## YOUR INSTRUCTIONS:
Your task is to write out the entire listing exactly, omitting its pictures.

## MATERIAL FOR THIS EXERCISE:

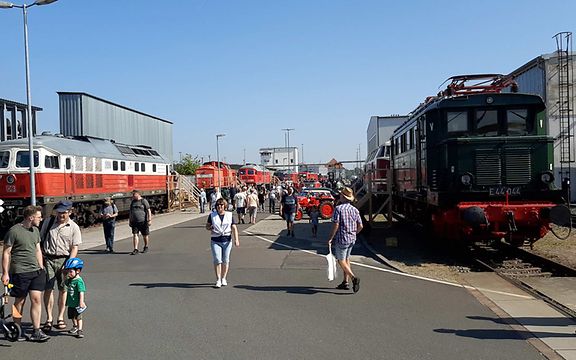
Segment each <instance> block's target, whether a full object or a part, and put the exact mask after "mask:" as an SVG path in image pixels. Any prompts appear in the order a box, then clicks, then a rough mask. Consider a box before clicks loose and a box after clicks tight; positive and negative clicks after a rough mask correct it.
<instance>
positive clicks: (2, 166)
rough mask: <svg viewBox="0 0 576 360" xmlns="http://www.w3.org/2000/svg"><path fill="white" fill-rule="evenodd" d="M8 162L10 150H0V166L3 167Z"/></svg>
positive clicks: (8, 159)
mask: <svg viewBox="0 0 576 360" xmlns="http://www.w3.org/2000/svg"><path fill="white" fill-rule="evenodd" d="M9 162H10V151H2V152H0V168H2V169H5V168H7V167H8V164H9Z"/></svg>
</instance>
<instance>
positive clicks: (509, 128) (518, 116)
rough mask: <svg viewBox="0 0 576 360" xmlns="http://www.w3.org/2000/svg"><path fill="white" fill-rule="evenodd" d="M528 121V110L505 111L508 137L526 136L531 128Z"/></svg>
mask: <svg viewBox="0 0 576 360" xmlns="http://www.w3.org/2000/svg"><path fill="white" fill-rule="evenodd" d="M530 125H531V124H530V123H529V121H528V110H526V109H518V110H508V111H506V127H507V130H508V135H511V136H522V135H528V134H529V133H530V132H531V131H532V126H530Z"/></svg>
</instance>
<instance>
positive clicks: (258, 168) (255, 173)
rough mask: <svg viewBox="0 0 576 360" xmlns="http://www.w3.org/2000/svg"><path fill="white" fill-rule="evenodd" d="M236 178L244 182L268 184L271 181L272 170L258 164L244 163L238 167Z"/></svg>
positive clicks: (271, 178) (256, 184)
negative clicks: (241, 166) (240, 165)
mask: <svg viewBox="0 0 576 360" xmlns="http://www.w3.org/2000/svg"><path fill="white" fill-rule="evenodd" d="M238 178H239V179H240V181H242V182H243V183H246V184H254V185H264V184H270V182H271V181H272V172H271V171H270V170H268V169H266V168H265V167H263V166H260V165H256V164H246V165H244V166H242V167H241V168H240V169H238Z"/></svg>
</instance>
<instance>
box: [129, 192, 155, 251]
mask: <svg viewBox="0 0 576 360" xmlns="http://www.w3.org/2000/svg"><path fill="white" fill-rule="evenodd" d="M129 222H130V227H131V228H132V244H133V245H134V250H133V251H132V252H131V253H130V255H137V254H138V253H139V251H138V240H139V239H138V233H141V234H142V239H143V240H144V248H143V249H142V253H146V252H148V245H149V243H150V225H151V224H152V211H151V210H150V204H149V203H148V200H146V199H144V198H142V195H141V194H140V191H139V190H132V203H130V221H129Z"/></svg>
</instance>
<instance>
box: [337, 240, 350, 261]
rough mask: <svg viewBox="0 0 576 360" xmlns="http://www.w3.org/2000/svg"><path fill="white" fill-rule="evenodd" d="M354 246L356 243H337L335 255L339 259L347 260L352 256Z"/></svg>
mask: <svg viewBox="0 0 576 360" xmlns="http://www.w3.org/2000/svg"><path fill="white" fill-rule="evenodd" d="M353 247H354V243H352V244H349V245H341V244H335V245H334V256H335V257H336V259H337V260H346V259H348V258H350V255H351V254H352V248H353Z"/></svg>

## ANSWER BOX:
Segment each <instance> block's target, whether a full object or a part, and put the exact mask after "mask:" as an SVG path in image pixels. Any prompts appear in the order a box, then clicks, then a rough mask. Consider a box before clicks loose and a box after clicks tight; positive and negative clicks after a rough mask correct it.
<instance>
positive clicks: (2, 166)
rough mask: <svg viewBox="0 0 576 360" xmlns="http://www.w3.org/2000/svg"><path fill="white" fill-rule="evenodd" d="M8 162L10 150H0V166L3 167Z"/></svg>
positive clicks: (8, 159)
mask: <svg viewBox="0 0 576 360" xmlns="http://www.w3.org/2000/svg"><path fill="white" fill-rule="evenodd" d="M9 162H10V151H2V152H0V168H2V169H5V168H7V167H8V164H9Z"/></svg>
</instance>
<instance>
positive clicks: (509, 128) (518, 116)
rough mask: <svg viewBox="0 0 576 360" xmlns="http://www.w3.org/2000/svg"><path fill="white" fill-rule="evenodd" d="M528 121V110L505 111L508 137L526 136L531 128Z"/></svg>
mask: <svg viewBox="0 0 576 360" xmlns="http://www.w3.org/2000/svg"><path fill="white" fill-rule="evenodd" d="M530 125H531V124H530V123H529V121H528V110H526V109H518V110H508V111H506V127H507V130H508V135H511V136H522V135H528V134H529V133H530V132H531V131H532V126H530Z"/></svg>
</instance>
<instance>
positive clicks: (258, 168) (255, 173)
rough mask: <svg viewBox="0 0 576 360" xmlns="http://www.w3.org/2000/svg"><path fill="white" fill-rule="evenodd" d="M236 178L244 182L268 184L271 181L272 170L258 164L244 163L238 167Z"/></svg>
positive clicks: (271, 178) (256, 184)
negative clicks: (241, 166) (240, 165)
mask: <svg viewBox="0 0 576 360" xmlns="http://www.w3.org/2000/svg"><path fill="white" fill-rule="evenodd" d="M238 178H239V179H240V181H242V182H243V183H246V184H254V185H264V184H270V182H271V181H272V172H271V171H270V170H268V169H266V168H265V167H263V166H260V165H256V164H246V165H244V166H242V167H241V168H240V169H238Z"/></svg>
</instance>
<instance>
box: [129, 192, 155, 251]
mask: <svg viewBox="0 0 576 360" xmlns="http://www.w3.org/2000/svg"><path fill="white" fill-rule="evenodd" d="M129 222H130V227H131V228H132V244H133V245H134V250H133V251H132V252H131V253H130V255H137V254H138V253H139V251H138V240H139V239H138V233H141V234H142V239H143V240H144V248H143V249H142V253H146V252H148V245H149V243H150V225H151V224H152V211H151V210H150V204H149V203H148V200H146V199H144V198H142V195H141V194H140V191H139V190H132V203H130V221H129Z"/></svg>
</instance>
<instance>
box: [337, 240, 350, 261]
rough mask: <svg viewBox="0 0 576 360" xmlns="http://www.w3.org/2000/svg"><path fill="white" fill-rule="evenodd" d="M354 246L356 243H337L335 255L339 259L347 260L352 256Z"/></svg>
mask: <svg viewBox="0 0 576 360" xmlns="http://www.w3.org/2000/svg"><path fill="white" fill-rule="evenodd" d="M353 247H354V243H352V244H349V245H341V244H335V245H334V256H335V257H336V259H337V260H346V259H348V258H350V255H351V254H352V248H353Z"/></svg>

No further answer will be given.